* EXCERPT TO READ
_____

Yes, there are. Judging by your question I think a very brief and basic comment on how symmetries work in QM will be helpful. Let $\mathcal H$ be the space of states of your system, $G$ the symmetry group of your system. Elements $g$ of the group $G$ act on the states $|\psi> \in \mathcal H$ through
$$|\psi> \rightarrow U(g) |\psi>$$
and on observables through $$ A \rightarrow U(g)\,A\,U(g)^{\dagger} $$ Where $U(g)$ are unitary operators that form a representation of G. Usually $G$ is either a Lie Group or a discrete group. If it's a Lie group, under some hypoteses one can write $U(g)= e^{c_a T_a}$, where $c_a T_a$ is a linear combination of (representatives of) the generators of the group's algebra. The number of generators is equal to the dimension of the group, but for the present discussion let's just consider a single generator and let's write just $e^{c T}$. The $T$'s can be taken to be self-adjoint. Requiring that the Hamiltonian $H$ is invariant under the action of the group means $$ H = U(g)\, H \,U(g)^{\dagger} = e^{c T} H e^{-cT} \qquad \forall g(\iff \forall c)$$ Taking the derivative of this line with respect to $c$ you get: $$0= TH -HT = [T,H] \quad \Rightarrow \quad \dot T=-i[T,H]=0 \qquad \qquad (1)$$ And this means that the generator $T$ of the symmetry is conserved (I'm of course talking in Heisenberg picture). Notice that from $(1)$ also the reverse is true: if you have a conserved observable $A$, you can generate a symmetry acting with $e^{cA}$. This is the link between symmetries and conservation in QM. There are many details I'm glossing over, and complications may arise, but this should give you the idea.

_____

* PROBLEMS TO WORK ON
(1) According to the explanation of symmetries in quantum mechanics, what kind of operators are the $U(g)$?
(2) Translate this sentence from the explanation of symmetries in quantum mechanics into Spanish: "This is the link between symmetries and conservation in QM."
(3) Continue the explanation of symmetries in quantum mechanics from the point where it stops.

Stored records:
_____

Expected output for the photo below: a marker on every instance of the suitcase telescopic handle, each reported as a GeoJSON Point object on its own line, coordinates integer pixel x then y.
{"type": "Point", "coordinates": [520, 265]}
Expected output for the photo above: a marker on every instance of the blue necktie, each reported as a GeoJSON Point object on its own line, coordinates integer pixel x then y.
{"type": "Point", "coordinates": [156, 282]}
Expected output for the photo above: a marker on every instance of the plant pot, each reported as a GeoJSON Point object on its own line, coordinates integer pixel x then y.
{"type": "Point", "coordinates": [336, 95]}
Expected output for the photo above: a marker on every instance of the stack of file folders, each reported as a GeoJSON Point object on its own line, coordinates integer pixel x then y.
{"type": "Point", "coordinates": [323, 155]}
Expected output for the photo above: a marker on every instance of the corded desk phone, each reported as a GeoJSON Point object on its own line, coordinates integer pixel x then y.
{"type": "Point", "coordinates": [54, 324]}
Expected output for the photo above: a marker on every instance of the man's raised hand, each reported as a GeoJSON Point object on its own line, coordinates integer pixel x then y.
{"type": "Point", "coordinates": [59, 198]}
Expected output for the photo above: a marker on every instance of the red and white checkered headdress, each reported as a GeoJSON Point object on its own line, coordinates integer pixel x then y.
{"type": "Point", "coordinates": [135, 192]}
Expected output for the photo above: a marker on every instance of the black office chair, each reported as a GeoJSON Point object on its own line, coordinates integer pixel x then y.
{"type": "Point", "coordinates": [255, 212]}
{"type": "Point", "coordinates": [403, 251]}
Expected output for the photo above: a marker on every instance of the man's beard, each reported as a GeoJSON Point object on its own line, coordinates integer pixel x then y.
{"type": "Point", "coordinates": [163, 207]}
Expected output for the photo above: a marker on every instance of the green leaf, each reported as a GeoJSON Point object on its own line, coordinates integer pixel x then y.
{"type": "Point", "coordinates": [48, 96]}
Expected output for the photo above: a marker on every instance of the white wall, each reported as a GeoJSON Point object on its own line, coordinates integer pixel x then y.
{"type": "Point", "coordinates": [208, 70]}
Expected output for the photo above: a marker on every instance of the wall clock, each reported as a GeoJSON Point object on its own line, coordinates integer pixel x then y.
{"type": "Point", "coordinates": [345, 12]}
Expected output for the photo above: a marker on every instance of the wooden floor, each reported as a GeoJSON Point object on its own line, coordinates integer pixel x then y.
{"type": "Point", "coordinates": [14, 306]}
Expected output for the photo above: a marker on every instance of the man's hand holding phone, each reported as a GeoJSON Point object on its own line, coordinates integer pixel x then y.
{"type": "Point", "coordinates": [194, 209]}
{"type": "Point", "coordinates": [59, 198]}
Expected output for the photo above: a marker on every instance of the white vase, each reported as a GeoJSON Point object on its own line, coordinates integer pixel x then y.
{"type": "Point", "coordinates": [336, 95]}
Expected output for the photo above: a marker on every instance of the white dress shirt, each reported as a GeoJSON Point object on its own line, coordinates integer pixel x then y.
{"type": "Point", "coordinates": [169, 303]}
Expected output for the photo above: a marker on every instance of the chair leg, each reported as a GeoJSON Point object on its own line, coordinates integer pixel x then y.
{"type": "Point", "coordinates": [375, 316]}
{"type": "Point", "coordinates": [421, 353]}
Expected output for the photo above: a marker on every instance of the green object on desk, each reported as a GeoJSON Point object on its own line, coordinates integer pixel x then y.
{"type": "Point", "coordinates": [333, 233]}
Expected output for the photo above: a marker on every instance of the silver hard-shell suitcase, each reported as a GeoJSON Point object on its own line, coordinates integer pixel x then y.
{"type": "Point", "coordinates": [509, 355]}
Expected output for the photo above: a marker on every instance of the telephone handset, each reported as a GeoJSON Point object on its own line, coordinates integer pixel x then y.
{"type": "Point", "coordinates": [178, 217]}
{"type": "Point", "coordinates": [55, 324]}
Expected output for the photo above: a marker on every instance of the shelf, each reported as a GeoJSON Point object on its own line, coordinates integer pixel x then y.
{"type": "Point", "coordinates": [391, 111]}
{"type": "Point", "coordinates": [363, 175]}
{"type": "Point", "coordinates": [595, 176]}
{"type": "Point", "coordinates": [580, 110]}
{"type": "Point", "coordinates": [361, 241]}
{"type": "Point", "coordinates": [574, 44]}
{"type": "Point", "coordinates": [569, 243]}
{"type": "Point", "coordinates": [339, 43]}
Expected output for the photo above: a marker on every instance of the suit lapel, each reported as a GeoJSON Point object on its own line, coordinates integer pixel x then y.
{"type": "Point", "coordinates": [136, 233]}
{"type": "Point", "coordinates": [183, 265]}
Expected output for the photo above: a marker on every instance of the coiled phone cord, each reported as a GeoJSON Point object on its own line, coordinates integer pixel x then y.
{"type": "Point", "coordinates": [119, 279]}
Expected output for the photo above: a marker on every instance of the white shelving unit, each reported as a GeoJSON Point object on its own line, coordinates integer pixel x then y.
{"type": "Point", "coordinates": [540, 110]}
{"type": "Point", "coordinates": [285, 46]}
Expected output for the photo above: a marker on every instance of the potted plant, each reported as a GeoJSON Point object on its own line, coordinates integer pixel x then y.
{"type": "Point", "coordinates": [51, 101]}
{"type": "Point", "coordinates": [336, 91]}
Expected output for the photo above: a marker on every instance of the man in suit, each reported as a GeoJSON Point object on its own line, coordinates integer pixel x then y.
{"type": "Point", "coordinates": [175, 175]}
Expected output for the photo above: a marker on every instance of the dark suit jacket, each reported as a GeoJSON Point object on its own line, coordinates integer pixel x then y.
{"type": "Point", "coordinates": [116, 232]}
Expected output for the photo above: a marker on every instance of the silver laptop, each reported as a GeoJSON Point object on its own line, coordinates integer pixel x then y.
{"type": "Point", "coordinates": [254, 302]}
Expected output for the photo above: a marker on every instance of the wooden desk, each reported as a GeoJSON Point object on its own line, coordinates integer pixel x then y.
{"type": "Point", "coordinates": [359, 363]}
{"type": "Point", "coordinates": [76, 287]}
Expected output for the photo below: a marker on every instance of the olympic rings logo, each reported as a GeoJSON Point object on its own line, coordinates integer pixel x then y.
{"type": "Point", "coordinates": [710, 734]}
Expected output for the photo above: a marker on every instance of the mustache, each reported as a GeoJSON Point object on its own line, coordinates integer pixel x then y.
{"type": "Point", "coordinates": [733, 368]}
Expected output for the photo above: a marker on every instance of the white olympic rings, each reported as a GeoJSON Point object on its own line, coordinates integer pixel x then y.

_____

* THE ANSWERS
(1) They are unitary operators that form a representation of G.

(2) Este es el vínculo entre las simetrías y la conservación en la mecánica cuántica.

(3)
...charge conservation, lepton number conservation, baryon number conservation TCP...

Charge, lepton and baryon conservation arise from this exact mechanism. The symmetries are the global gauge symmetries of the Lagrangian, and groups involved for example are $U(1)$ for the electric charge in QED, $SU(2)$ for the leptonic number in electroweak theory; their generators (and combinations thereof) give the operators associated with those quantum numbers.

I also noticed that the symmetries associated to the (classical) conservation laws by Noether are the same associations as in the uncertainty principle. Can the two be related in some way, or deduce one from the other?

I think the link you mention is accidental. The uncertainty principle (which is actually a theorem) holds for every couple of observables and states that for every two observables $A,B$ $$ \sigma_A \sigma_B \geq \langle \frac{[A,B]}{2i} \rangle $$

Where $\sigma$ is the square root of the variance, and all means are computed on the same state.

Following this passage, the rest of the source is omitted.